WHAT NEEDS TO BE DONE: Could you reproduce the line where "target: white road marking" occurs and all lines after it in the listing below, through the final one, without changing anything?

DATA EXTRACTS:
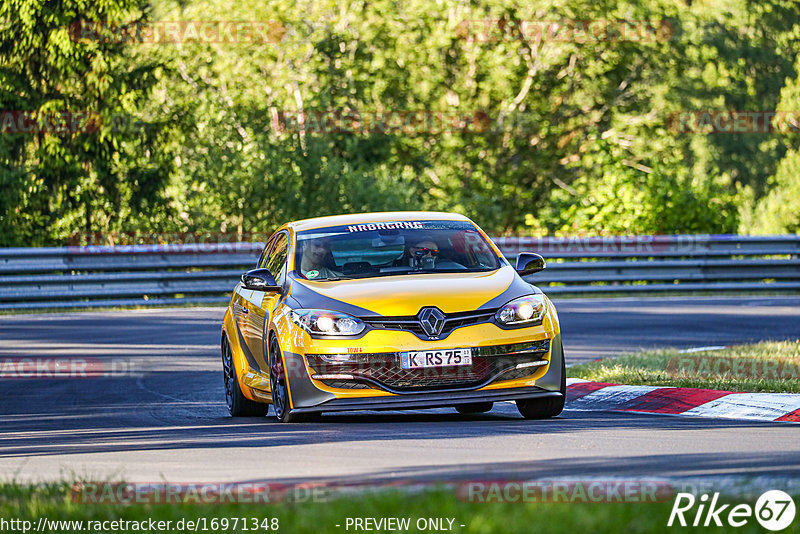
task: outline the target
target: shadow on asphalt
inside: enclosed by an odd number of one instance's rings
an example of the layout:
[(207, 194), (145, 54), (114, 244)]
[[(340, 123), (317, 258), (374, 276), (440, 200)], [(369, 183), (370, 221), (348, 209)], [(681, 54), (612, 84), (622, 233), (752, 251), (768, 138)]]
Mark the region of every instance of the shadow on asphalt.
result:
[[(669, 467), (665, 467), (669, 466)], [(725, 476), (787, 478), (800, 474), (796, 454), (781, 455), (737, 453), (654, 454), (645, 456), (592, 456), (548, 459), (528, 462), (484, 462), (447, 465), (393, 467), (376, 471), (369, 477), (336, 477), (330, 483), (386, 484), (412, 482), (458, 483), (466, 481), (548, 480), (566, 478), (587, 480), (605, 477), (610, 480), (647, 480), (648, 478), (697, 478), (718, 481)], [(255, 480), (254, 480), (255, 481)], [(282, 483), (325, 482), (319, 478), (275, 479)]]
[[(567, 409), (560, 417), (527, 421), (510, 403), (487, 414), (462, 415), (453, 409), (346, 412), (326, 414), (318, 423), (281, 424), (274, 417), (231, 418), (222, 402), (218, 373), (181, 373), (181, 398), (156, 375), (142, 390), (130, 380), (95, 379), (15, 381), (13, 402), (0, 406), (0, 457), (50, 456), (146, 450), (270, 448), (373, 440), (452, 440), (454, 438), (558, 434), (630, 429), (698, 431), (768, 429), (781, 423), (669, 417), (646, 414), (583, 412)], [(158, 387), (158, 386), (161, 387)], [(131, 391), (137, 398), (126, 397)], [(69, 399), (59, 402), (59, 399)], [(567, 405), (569, 408), (569, 404)], [(663, 456), (660, 456), (663, 458)], [(753, 456), (748, 456), (753, 460)], [(625, 468), (628, 460), (625, 461)], [(754, 464), (755, 465), (755, 464)], [(775, 463), (776, 468), (778, 463)], [(786, 466), (785, 462), (783, 464)], [(711, 469), (711, 467), (709, 467)]]

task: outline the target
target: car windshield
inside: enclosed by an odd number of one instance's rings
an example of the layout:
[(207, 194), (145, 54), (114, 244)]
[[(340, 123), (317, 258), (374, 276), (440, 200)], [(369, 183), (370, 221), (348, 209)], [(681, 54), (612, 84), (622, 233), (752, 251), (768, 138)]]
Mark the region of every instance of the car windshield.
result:
[(483, 235), (467, 221), (391, 221), (297, 234), (295, 272), (308, 280), (343, 280), (500, 267)]

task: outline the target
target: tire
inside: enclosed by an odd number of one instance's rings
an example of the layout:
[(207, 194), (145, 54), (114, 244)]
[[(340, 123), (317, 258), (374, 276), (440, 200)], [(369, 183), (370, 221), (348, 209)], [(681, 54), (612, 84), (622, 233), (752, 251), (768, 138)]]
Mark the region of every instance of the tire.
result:
[(567, 366), (561, 350), (561, 397), (546, 399), (518, 399), (517, 410), (525, 419), (549, 419), (564, 410), (567, 399)]
[(469, 404), (459, 404), (456, 406), (456, 411), (463, 414), (484, 413), (488, 412), (494, 406), (493, 402), (472, 402)]
[(254, 402), (244, 396), (236, 378), (233, 353), (228, 337), (222, 337), (222, 378), (225, 383), (225, 401), (228, 412), (233, 417), (254, 417), (267, 415), (269, 404)]
[(275, 417), (281, 423), (300, 423), (313, 421), (319, 414), (292, 414), (289, 404), (289, 388), (286, 386), (286, 373), (283, 366), (283, 353), (281, 352), (278, 338), (270, 336), (269, 339), (269, 384), (272, 390), (272, 408)]

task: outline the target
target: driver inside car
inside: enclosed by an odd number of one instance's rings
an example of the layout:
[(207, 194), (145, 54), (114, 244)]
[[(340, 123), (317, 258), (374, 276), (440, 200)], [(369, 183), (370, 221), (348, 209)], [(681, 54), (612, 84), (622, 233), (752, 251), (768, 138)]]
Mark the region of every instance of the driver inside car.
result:
[(403, 256), (402, 265), (420, 271), (432, 269), (466, 269), (466, 267), (460, 263), (447, 259), (447, 256), (442, 254), (436, 241), (429, 236), (424, 236), (408, 247)]
[(325, 259), (331, 253), (329, 239), (307, 239), (303, 243), (303, 256), (300, 261), (300, 274), (309, 280), (338, 278), (342, 273), (325, 267)]
[(438, 255), (439, 245), (433, 239), (423, 238), (408, 247), (408, 265), (416, 269), (433, 269)]

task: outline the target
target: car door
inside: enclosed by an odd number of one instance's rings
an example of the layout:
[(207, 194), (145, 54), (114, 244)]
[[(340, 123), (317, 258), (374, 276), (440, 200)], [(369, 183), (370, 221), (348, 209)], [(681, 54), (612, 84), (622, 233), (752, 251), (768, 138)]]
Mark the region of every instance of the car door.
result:
[[(259, 268), (266, 268), (273, 274), (277, 284), (283, 285), (286, 279), (286, 258), (288, 248), (288, 236), (285, 232), (280, 232), (272, 240), (269, 251), (262, 256)], [(262, 371), (267, 372), (269, 364), (266, 362), (264, 352), (264, 335), (266, 325), (272, 310), (280, 299), (281, 294), (277, 291), (251, 291), (247, 298), (246, 326), (244, 328), (245, 341), (250, 352), (258, 362)]]
[[(261, 253), (261, 256), (259, 257), (258, 263), (255, 267), (260, 267), (266, 263), (266, 258), (269, 256), (269, 251), (272, 249), (274, 244), (274, 237), (267, 241), (267, 244), (264, 247), (264, 250)], [(241, 282), (236, 285), (233, 295), (233, 320), (236, 323), (240, 345), (244, 349), (244, 356), (247, 359), (248, 365), (252, 369), (264, 371), (265, 367), (263, 358), (256, 358), (256, 355), (253, 354), (252, 350), (250, 349), (250, 343), (247, 341), (248, 338), (255, 335), (250, 332), (254, 323), (249, 318), (250, 308), (252, 307), (250, 301), (253, 297), (253, 293), (254, 291), (251, 289), (245, 289), (242, 287)]]

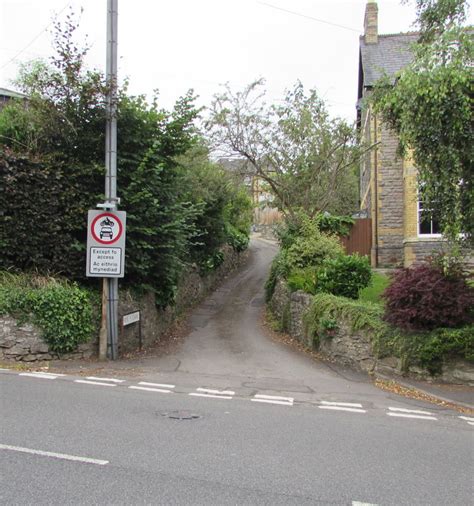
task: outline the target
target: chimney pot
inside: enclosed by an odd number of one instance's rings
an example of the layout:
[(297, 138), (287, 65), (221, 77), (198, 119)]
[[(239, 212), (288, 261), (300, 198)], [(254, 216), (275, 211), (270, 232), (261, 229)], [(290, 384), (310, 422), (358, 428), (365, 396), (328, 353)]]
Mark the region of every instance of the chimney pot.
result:
[(366, 44), (378, 43), (378, 11), (377, 2), (368, 0), (365, 6), (364, 38)]

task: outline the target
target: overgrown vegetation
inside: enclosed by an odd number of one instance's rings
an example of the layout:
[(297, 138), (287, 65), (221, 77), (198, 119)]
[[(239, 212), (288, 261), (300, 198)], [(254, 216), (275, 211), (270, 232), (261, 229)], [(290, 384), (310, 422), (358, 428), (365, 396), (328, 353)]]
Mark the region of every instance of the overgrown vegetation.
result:
[[(85, 278), (87, 210), (103, 201), (104, 76), (84, 66), (70, 15), (50, 63), (24, 67), (24, 101), (0, 111), (0, 269)], [(173, 303), (187, 263), (216, 268), (220, 249), (248, 243), (246, 190), (209, 161), (189, 92), (172, 111), (118, 90), (118, 188), (127, 211), (123, 283)]]
[(359, 298), (366, 302), (383, 304), (382, 294), (390, 285), (390, 278), (379, 272), (372, 272), (370, 284), (360, 291)]
[(98, 331), (97, 295), (64, 279), (0, 272), (0, 314), (31, 322), (52, 352), (75, 351)]
[(378, 83), (373, 102), (398, 134), (401, 151), (413, 155), (424, 207), (436, 210), (445, 237), (472, 246), (474, 42), (472, 27), (463, 26), (468, 2), (416, 0), (416, 5), (420, 37), (413, 61), (395, 79)]

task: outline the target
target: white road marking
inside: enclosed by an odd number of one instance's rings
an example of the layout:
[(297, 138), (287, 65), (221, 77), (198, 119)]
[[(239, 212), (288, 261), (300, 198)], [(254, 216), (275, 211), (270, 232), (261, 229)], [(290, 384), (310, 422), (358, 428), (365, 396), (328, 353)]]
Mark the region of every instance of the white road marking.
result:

OUTPUT FOR THIS TASK:
target: white road marking
inside: enclosed by an odd number of one instance's rings
an example of the layout:
[(297, 138), (287, 65), (221, 77), (198, 119)]
[[(239, 212), (288, 261), (300, 198)], [(254, 216), (275, 211), (270, 232), (261, 229)], [(290, 384), (310, 422), (358, 428), (365, 396), (328, 353)]]
Mark the region of every instance of the white road marking.
result:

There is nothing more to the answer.